__Aufgabe__:
Nenne alle Tätigkeiten rund um den Wein, die laut dem ersten Satz im Textauszug über Partyweine nicht immer im Mittelpunkt stehen müssen.

Nicht immer nur analytisches Schlürfen, genaues Wägen, Einordnen und Normieren  - das ganze elaborierte Getue um den Wein hat zwar seinen Reiz, kann aber auch nerven. Es gibt Situationen, da geht es einfach um Menge, um Durchsatz, um die Befriedigung von durstigen Kehlen netter Menschen, die dem selbstreferentiellen Spiel um das Göttergertränk vollkommen unzugänglich sind. Ganz normale Leute, die einfach nur mal ein "lecker Weinchen" trinken wollen, oder auch zwei...
Und damit ergibt sich für den Weinfreak als Gastgeber ein Problem. Ganz aus der unteren Schublade darf man nicht einsteigen und irgendwelche Suffweine anstellen. Das würde auf einen zurückfallen. Wie gesagt, es geht um Leute, die zwar nicht in die Thematik einsteigen wollen, aber durchaus weinerfahren sind und schon wissen, was ihnen schmeckt. Der andere Fehler wäre, zu kompliziert aufzutischen und einzufüllen, womöglich verbunden mit langatmigen Erklärungen. Eine Gradwanderung also zwischen seriöser Qualität und unmittelbar trinkiger Genußzugänglichkeit, in den letzten Wochen gab es mehrfach die Gelegenheit, Party-Rote in diesem Sinne zu öffnen...




Zwei  aus "Übersee", immer eine sichere Bank für Leute, die richtig was im Glas und im Mund haben wollen, eingängige Spieler mit viel Primärfrucht und Kraft. 




Zwei Südfranzosen aus der Provence, auch in der Regel ein Treffer für Starkweintrinker. Beide Kandidaten präsentierten sich voll, viel Schmackes im Glas: Viel Wärme, Grenache-Schmelz, dunkle Frucht, Reife im Vindemio, der Paradis paradiert mit Frische und etwas Biß vom Cabernet.

__Bereitgestellte Einträge__:
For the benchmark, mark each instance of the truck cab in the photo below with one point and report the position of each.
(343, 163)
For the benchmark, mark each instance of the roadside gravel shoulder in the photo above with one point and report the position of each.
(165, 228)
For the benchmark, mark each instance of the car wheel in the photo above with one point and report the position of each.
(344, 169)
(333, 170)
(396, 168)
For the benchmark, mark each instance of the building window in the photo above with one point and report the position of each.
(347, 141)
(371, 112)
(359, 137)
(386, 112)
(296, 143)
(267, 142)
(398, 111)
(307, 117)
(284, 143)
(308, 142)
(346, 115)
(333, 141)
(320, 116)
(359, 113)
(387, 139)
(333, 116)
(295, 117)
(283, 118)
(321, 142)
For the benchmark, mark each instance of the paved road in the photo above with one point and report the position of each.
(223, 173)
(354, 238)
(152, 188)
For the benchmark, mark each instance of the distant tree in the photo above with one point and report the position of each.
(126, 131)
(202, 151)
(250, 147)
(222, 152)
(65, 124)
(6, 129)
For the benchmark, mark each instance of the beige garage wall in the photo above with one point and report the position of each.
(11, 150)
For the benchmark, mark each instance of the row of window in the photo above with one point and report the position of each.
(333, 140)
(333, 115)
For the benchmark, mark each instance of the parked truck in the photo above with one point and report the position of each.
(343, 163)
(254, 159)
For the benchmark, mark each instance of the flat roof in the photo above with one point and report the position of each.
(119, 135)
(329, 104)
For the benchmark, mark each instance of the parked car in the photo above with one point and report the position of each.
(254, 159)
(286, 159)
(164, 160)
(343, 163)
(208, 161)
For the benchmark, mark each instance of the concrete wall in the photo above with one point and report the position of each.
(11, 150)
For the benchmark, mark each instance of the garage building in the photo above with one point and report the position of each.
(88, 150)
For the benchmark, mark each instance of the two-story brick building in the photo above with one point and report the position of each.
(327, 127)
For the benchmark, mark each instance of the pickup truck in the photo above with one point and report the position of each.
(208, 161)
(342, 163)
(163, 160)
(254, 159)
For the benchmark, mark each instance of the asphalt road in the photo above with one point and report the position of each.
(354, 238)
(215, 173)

__Lösung__:
- analytisches Schlürfen
- genaues Wägen
- Einordnen
- Normieren